-- start of Data to use --

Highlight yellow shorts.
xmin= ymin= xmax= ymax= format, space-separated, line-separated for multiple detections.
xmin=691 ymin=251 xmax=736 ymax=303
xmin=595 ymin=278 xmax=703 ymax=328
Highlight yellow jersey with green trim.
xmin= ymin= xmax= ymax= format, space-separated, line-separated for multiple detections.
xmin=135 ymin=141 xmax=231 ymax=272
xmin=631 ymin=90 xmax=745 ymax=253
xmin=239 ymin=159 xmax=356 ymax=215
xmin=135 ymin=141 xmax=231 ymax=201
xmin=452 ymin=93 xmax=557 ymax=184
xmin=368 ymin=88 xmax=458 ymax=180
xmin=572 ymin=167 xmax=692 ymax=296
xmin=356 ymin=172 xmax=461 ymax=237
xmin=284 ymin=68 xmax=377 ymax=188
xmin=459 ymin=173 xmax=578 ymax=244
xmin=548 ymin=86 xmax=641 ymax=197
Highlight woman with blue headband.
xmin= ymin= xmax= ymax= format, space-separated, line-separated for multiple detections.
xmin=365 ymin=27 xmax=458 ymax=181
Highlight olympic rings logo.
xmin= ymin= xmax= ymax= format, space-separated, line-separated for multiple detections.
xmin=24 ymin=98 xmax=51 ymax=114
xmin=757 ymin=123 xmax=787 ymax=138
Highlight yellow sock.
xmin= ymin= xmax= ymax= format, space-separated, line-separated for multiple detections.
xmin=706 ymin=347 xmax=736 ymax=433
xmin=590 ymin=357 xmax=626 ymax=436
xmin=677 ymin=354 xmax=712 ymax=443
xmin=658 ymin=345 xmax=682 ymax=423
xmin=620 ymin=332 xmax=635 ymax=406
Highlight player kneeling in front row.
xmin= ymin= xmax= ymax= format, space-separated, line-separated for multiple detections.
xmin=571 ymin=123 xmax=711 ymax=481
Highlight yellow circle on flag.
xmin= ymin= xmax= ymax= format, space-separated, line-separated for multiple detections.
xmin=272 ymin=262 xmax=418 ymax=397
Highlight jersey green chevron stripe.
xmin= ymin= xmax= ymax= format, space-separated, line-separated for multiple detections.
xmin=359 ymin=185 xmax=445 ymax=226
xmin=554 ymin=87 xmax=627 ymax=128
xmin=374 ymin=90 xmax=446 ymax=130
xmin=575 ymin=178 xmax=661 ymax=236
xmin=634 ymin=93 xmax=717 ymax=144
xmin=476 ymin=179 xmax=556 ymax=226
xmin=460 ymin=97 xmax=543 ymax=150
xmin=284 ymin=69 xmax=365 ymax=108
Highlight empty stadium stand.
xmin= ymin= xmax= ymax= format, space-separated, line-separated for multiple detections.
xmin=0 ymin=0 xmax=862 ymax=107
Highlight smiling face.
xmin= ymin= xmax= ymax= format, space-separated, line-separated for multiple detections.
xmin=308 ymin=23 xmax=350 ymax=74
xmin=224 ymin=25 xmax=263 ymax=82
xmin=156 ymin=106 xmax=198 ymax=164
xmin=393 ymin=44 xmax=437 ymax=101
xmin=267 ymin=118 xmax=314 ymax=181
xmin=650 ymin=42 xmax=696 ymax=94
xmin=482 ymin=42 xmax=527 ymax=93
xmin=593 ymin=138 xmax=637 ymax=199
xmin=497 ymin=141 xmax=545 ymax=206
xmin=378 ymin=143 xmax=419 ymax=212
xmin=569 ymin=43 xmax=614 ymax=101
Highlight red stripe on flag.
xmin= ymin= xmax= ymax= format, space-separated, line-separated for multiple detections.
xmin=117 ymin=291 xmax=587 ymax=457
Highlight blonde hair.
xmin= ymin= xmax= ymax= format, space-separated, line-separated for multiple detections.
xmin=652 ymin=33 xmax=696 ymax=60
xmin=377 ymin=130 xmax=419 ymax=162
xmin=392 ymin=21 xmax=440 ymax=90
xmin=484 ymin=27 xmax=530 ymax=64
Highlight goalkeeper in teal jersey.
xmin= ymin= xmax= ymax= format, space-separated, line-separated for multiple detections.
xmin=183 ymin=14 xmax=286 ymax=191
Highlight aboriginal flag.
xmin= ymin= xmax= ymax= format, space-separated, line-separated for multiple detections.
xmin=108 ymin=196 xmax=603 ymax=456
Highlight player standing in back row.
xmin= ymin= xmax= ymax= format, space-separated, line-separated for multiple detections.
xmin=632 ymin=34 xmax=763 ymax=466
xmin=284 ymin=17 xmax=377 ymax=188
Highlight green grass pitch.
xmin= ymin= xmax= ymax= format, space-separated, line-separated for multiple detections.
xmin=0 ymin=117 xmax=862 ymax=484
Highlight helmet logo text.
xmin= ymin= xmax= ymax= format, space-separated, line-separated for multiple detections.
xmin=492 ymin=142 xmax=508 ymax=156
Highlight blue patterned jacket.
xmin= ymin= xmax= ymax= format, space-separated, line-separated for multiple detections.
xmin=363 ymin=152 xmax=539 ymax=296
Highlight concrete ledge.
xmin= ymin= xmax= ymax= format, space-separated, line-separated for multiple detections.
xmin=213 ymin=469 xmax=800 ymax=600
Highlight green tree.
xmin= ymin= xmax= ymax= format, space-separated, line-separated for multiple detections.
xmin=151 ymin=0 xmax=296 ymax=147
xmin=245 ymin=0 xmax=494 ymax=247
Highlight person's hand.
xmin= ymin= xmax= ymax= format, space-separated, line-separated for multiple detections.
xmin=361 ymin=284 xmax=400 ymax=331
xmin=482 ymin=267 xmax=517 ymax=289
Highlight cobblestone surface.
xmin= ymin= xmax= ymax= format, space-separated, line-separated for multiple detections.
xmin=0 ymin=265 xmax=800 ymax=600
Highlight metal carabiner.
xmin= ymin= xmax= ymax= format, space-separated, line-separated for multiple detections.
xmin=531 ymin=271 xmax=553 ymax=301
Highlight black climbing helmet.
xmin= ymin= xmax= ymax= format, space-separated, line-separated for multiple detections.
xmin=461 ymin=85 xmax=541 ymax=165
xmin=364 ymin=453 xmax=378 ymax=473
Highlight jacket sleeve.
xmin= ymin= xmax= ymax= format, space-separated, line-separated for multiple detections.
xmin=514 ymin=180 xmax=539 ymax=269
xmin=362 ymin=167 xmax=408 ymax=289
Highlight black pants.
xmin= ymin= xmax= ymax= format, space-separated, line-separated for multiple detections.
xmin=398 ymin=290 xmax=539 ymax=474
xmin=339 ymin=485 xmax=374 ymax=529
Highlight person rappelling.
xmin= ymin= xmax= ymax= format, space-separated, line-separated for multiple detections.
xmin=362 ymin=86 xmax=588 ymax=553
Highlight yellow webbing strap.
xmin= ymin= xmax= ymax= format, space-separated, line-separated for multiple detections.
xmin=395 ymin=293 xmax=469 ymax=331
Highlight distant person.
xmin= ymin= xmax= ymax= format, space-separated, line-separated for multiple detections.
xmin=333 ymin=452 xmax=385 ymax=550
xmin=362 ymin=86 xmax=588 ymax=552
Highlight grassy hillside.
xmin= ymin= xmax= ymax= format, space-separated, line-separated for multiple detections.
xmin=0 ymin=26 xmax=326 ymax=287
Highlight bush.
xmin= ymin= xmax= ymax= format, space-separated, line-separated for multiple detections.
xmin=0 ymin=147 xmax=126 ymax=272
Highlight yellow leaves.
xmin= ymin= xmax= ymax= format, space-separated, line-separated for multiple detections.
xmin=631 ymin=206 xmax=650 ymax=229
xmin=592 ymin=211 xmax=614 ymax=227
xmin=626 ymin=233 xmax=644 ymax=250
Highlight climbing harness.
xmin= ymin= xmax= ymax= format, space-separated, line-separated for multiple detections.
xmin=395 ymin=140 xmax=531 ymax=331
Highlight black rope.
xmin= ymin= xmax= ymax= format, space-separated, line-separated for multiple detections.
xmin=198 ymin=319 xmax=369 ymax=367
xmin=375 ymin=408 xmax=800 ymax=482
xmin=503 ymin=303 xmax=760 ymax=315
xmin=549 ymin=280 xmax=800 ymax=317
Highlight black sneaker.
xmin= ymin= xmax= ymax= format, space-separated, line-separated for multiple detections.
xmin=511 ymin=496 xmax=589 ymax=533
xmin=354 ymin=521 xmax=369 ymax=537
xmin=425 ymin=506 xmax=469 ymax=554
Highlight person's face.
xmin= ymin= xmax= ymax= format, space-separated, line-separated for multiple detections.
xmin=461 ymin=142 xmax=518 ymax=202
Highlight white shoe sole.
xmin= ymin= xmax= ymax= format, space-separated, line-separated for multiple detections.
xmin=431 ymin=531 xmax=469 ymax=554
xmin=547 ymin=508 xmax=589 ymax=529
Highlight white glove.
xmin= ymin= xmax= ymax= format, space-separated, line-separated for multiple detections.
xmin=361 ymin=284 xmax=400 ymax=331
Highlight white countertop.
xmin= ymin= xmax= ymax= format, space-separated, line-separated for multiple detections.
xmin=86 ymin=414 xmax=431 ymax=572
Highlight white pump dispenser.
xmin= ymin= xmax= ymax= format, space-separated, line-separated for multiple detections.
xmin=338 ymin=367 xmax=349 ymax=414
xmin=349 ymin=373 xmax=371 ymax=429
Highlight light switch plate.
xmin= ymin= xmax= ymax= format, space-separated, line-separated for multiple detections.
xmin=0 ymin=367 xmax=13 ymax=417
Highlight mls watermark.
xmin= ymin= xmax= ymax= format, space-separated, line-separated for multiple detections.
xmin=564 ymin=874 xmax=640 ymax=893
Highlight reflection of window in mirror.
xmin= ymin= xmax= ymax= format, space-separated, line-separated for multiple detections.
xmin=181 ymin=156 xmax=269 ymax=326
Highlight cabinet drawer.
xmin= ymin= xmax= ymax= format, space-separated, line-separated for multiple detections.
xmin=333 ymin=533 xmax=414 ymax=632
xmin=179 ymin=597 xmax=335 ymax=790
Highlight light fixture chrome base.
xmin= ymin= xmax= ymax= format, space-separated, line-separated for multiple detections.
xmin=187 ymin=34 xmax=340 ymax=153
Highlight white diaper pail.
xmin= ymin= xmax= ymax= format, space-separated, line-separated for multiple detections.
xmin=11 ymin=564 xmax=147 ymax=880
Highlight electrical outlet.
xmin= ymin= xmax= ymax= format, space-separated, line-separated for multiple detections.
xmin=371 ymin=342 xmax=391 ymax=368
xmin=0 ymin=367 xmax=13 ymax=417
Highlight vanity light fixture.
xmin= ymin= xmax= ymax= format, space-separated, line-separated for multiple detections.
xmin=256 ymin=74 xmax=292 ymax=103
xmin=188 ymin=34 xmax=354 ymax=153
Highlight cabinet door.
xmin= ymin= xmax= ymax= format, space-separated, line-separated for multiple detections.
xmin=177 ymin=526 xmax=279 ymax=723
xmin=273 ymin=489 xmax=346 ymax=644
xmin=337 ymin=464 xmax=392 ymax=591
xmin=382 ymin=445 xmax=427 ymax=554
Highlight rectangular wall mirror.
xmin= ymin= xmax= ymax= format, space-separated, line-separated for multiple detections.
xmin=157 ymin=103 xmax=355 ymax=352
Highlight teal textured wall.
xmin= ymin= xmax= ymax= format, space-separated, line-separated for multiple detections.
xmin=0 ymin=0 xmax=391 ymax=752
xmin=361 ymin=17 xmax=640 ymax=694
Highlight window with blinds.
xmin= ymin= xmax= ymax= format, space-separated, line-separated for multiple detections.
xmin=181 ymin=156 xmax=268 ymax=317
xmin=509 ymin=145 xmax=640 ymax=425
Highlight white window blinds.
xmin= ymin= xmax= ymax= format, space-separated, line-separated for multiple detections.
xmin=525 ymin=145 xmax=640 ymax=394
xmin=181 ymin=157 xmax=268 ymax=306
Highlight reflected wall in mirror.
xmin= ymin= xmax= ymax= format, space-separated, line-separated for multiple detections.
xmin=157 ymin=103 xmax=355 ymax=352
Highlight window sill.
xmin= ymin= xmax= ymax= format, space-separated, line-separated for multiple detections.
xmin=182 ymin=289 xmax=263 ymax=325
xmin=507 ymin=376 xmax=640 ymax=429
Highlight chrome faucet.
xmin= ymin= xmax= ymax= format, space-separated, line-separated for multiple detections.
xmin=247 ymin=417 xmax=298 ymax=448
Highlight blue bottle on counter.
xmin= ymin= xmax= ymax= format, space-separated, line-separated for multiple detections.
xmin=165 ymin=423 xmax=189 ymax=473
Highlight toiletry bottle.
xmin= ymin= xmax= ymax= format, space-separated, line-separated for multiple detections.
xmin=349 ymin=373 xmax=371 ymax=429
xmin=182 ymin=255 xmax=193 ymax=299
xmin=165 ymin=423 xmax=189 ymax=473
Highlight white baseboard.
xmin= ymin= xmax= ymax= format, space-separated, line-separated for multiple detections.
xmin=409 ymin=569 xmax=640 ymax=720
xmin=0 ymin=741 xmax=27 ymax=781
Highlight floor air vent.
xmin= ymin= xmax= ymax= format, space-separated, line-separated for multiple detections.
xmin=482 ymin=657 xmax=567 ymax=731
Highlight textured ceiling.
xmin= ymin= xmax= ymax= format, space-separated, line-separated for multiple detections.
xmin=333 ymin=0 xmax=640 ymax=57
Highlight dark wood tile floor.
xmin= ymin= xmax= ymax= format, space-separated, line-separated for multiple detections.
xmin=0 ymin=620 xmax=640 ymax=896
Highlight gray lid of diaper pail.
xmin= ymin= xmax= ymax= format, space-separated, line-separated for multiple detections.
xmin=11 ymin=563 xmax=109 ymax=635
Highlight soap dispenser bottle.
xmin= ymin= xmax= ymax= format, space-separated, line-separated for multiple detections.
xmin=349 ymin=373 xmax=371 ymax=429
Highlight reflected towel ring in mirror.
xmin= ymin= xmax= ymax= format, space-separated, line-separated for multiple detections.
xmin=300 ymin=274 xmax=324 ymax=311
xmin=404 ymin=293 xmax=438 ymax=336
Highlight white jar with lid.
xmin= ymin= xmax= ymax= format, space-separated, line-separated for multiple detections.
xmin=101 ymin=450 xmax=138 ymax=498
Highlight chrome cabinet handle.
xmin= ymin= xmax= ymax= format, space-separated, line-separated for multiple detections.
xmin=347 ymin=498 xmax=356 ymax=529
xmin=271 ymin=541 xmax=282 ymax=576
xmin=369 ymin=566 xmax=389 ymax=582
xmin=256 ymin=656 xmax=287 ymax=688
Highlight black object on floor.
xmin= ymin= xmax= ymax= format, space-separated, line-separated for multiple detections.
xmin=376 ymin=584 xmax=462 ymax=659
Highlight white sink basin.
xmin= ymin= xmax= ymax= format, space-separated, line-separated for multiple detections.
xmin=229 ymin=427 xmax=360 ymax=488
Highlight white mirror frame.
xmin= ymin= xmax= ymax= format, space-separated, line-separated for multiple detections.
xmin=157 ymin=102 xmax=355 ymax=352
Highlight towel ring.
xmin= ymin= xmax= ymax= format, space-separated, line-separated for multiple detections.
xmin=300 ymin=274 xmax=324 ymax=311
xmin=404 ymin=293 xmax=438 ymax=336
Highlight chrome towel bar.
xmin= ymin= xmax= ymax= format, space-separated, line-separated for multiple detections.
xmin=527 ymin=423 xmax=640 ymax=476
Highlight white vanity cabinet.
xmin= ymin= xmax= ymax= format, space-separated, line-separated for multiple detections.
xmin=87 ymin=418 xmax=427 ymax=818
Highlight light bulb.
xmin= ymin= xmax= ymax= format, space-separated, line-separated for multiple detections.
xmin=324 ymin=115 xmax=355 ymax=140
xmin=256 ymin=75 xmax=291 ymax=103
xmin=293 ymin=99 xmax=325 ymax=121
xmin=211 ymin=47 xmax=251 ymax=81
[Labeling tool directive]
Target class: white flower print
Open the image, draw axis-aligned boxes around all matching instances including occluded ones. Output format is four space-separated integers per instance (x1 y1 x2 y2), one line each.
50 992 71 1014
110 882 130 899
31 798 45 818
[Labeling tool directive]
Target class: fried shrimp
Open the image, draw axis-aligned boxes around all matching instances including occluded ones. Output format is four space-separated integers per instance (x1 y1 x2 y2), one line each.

-- end of Data to use --

**Stated task**
Starting with the line with "Highlight white glove." and going on through the line with "xmin=564 ymin=874 xmax=640 ymax=893", write out those lines from the records again, swapping "pump dispenser" for "soap dispenser" and leaving everything else unchanged.

**Complete output**
Highlight white glove.
xmin= ymin= xmax= ymax= format, space-separated, line-separated for multiple detections.
xmin=361 ymin=284 xmax=400 ymax=331
Highlight white countertop.
xmin= ymin= xmax= ymax= format, space-separated, line-separated for multiple detections.
xmin=86 ymin=414 xmax=431 ymax=572
Highlight white soap dispenser.
xmin= ymin= xmax= ymax= format, space-separated, line-separated for multiple detections.
xmin=338 ymin=367 xmax=349 ymax=414
xmin=349 ymin=373 xmax=371 ymax=429
Highlight light switch plate.
xmin= ymin= xmax= ymax= format, space-separated, line-separated for multiple detections.
xmin=0 ymin=367 xmax=13 ymax=417
Highlight mls watermark.
xmin= ymin= xmax= ymax= format, space-separated, line-separated for multiple detections.
xmin=564 ymin=874 xmax=640 ymax=893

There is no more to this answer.